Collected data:
┄┄┄┄┄┄┄┄┄┄

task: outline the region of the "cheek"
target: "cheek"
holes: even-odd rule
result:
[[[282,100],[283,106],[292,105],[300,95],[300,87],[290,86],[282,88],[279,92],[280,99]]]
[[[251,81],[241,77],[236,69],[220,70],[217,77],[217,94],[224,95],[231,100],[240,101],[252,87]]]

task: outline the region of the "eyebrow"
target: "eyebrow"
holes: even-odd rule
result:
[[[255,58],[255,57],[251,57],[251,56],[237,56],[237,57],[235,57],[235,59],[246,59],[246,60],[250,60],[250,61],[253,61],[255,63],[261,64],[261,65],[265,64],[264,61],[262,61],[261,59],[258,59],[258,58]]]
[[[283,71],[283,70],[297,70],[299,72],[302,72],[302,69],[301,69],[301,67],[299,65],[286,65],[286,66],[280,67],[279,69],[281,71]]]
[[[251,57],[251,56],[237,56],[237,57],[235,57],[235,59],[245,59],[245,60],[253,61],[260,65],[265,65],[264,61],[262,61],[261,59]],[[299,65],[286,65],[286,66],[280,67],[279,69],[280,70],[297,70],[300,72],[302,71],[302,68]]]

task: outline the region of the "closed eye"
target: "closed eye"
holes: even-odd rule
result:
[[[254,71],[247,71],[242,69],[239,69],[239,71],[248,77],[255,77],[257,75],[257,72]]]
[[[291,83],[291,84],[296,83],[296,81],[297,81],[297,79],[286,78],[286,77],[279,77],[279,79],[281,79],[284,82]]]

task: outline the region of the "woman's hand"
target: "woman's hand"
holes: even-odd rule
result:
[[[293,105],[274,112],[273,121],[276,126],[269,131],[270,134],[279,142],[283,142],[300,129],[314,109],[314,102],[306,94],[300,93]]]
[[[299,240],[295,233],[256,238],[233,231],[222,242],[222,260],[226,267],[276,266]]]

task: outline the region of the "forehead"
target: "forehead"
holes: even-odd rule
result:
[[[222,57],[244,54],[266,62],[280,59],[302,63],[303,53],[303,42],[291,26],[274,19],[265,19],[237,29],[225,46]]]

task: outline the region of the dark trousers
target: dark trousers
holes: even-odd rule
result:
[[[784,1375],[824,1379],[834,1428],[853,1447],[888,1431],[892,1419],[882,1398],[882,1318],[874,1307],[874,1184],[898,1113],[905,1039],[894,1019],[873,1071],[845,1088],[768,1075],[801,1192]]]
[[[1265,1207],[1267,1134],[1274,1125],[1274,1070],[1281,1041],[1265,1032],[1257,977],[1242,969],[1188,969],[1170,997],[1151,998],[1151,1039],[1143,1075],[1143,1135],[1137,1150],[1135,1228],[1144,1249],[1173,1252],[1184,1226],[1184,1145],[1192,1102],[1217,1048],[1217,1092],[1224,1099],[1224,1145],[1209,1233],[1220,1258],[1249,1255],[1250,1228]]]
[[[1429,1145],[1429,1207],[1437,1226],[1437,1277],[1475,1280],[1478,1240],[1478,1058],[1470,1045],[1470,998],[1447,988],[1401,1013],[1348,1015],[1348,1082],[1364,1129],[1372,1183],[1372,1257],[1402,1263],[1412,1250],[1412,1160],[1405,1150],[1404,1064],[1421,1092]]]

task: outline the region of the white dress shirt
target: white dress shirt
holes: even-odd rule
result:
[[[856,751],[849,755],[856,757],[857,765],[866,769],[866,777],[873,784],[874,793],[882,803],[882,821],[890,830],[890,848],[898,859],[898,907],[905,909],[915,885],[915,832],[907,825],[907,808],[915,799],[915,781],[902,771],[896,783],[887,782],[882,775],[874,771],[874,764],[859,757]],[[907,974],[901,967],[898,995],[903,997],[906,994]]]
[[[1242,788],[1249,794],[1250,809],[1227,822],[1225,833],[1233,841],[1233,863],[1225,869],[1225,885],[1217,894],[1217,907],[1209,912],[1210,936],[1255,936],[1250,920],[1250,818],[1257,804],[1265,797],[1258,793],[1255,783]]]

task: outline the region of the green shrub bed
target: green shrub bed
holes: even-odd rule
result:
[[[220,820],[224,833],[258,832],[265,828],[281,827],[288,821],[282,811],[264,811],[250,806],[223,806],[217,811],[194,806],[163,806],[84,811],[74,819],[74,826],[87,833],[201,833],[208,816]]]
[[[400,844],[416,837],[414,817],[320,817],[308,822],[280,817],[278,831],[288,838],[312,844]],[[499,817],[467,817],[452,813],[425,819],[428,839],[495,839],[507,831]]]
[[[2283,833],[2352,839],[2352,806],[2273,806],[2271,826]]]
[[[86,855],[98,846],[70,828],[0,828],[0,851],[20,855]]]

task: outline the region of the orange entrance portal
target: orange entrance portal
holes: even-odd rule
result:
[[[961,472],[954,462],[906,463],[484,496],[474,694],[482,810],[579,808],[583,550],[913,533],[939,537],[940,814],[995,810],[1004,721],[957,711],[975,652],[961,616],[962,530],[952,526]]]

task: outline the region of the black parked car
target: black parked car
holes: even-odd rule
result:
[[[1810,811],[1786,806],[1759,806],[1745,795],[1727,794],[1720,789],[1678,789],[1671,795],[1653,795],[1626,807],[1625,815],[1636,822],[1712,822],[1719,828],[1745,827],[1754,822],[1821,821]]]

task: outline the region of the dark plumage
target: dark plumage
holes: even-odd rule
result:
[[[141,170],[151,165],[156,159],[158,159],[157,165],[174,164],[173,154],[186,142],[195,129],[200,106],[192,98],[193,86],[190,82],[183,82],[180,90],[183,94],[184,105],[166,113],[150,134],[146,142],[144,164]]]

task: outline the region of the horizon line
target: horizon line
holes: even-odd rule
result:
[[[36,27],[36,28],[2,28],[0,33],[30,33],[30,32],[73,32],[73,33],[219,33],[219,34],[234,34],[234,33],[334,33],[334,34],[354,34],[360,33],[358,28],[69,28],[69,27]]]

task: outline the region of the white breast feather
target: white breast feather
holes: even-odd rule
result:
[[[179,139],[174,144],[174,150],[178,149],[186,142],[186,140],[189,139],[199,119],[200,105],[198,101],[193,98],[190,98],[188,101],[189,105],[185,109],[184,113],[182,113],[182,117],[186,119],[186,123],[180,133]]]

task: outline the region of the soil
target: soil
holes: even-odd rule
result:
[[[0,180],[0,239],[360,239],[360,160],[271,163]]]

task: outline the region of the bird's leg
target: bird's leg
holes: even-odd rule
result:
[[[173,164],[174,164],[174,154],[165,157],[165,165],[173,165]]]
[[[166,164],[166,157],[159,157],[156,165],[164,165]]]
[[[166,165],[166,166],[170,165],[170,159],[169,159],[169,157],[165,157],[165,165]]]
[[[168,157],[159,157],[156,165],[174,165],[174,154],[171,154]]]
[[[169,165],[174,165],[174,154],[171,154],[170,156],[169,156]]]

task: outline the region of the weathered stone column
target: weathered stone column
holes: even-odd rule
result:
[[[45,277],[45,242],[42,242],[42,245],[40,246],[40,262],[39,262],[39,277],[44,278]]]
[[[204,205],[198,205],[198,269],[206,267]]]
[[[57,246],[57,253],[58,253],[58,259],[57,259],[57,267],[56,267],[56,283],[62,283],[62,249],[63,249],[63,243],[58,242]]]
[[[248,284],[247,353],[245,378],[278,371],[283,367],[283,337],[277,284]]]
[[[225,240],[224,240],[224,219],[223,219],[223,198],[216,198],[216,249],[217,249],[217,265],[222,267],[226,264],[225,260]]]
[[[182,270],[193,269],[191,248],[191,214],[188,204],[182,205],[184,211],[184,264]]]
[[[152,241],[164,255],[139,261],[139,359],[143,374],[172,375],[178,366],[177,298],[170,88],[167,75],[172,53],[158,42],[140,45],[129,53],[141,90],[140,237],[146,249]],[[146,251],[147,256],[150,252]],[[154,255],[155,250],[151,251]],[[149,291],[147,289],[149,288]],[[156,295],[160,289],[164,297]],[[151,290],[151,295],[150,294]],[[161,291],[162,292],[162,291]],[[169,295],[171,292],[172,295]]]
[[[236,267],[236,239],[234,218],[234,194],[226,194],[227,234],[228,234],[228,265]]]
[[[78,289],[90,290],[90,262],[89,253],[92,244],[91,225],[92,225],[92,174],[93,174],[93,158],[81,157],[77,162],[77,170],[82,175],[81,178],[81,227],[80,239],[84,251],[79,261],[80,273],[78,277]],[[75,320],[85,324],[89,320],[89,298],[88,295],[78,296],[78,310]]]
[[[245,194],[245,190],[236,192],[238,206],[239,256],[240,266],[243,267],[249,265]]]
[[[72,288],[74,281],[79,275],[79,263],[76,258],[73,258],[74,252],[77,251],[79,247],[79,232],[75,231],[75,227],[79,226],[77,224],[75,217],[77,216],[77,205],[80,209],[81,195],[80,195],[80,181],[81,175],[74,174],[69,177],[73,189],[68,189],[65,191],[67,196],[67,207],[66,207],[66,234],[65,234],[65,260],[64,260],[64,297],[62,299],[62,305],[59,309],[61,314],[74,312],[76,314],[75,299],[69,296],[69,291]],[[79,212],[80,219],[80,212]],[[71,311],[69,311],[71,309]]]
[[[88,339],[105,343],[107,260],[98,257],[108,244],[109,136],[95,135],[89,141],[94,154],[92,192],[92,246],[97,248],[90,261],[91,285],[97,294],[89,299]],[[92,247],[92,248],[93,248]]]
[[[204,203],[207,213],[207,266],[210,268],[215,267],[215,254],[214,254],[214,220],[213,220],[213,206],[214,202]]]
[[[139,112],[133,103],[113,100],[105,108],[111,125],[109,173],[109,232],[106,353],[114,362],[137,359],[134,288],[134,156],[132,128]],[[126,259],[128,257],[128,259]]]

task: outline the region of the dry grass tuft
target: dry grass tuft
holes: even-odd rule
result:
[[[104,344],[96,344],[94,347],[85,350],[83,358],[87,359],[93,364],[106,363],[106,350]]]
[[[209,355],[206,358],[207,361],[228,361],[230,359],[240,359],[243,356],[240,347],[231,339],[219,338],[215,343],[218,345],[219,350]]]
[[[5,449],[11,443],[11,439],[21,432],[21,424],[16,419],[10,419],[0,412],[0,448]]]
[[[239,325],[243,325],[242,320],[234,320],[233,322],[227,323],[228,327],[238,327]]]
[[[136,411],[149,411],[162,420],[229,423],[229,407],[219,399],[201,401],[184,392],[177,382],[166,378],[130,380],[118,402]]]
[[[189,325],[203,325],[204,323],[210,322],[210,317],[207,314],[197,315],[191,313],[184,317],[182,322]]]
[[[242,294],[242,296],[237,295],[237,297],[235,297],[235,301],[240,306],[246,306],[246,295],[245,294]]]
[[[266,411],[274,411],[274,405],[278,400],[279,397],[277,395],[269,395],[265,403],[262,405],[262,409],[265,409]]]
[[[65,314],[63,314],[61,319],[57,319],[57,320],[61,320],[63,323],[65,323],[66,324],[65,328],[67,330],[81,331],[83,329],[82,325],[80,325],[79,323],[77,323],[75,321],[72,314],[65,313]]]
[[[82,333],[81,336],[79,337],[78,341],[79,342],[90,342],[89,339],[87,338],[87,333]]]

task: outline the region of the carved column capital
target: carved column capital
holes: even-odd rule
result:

┄┄┄┄┄┄┄┄┄┄

-- What the exercise asks --
With "shirt" as the search string, filter the records and return each line that has it.

-- Solution for this task --
task: outline the region of the white dress shirt
target: white dress shirt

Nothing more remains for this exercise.